**SELECTED TEXT:**
-- BEGIN --

Make this delicious recipe using the tops of leeks, the green part that normally is discarded and not used in recipes.
Prep Time4 minutes
Cook Time11 minutes
Total Time15 minutes
Servings: 4 people

Ingredients

  • 1 lb Spaghetti Cook your pasta al dente, and save 1/4 cup of your pasta water after cooking.
  • 1 tbsp Butter
  • 1 tbsp Olive oil
  • 3 Leek Greens You will have used the white part of your leeks in a previous recipe.
  • 1 tsp Sea salt
  • 1/2 tsp Black pepper
  • 1 tsp Red pepper flakes
  • 1 Lemon You'll use the zest and lemon juice.
  • 1 Parmigiano-Reggiano, grated You can also use Pecorino Romano or another hard cheese for this optional ingredient.

Instructions

  • In a stockpot, bring water up to a boil. Add spaghetti and cook for 4-5 minutes until al dente. Save a 1/4 cup of the pasta water.

-- END --

**SOURCE EXCERPT:**
-- BEGIN --

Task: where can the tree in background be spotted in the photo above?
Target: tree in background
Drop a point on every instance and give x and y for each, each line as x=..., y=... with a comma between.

-- END --

**LIST OF TASKS:**
A. Rewrite the leek greens pasta recipe from "Prep Time4 minutes" to "a previous recipe.", replacing "Olive oil" with "Avocado oil".
B. Write the next part of the leek greens spaghetti recipe, picking up right after its last sentence.

**RESULTS BY TASK:**
A.
Prep Time4 minutes
Cook Time11 minutes
Total Time15 minutes
Servings: 4 people

Ingredients

  • 1 lb Spaghetti Cook your pasta al dente, and save 1/4 cup of your pasta water after cooking.
  • 1 tbsp Butter
  • 1 tbsp Avocado oil
  • 3 Leek Greens You will have used the white part of your leeks in a previous recipe.

B.
  • Slice leek greens thinly.
  • In a frying pan, add butter and olive oil and saute leek greens in melted butter for 2-3 minutes until greens are softened.
  • Add salt, black pepper, red pepper, and the zest from one lemon and stir.
  • Add the juice from one lemon and simmer for 2-3 minutes.
  • Add cooked spaghetti and toss with sauteed leek greens.
  • Add parmigiano-reggiano and saved pasta water and stir.
  • Serve as is or with a bread accompaniment. You can keep leftovers for 3-4 days in the refrigerator and reheat in a frying pan.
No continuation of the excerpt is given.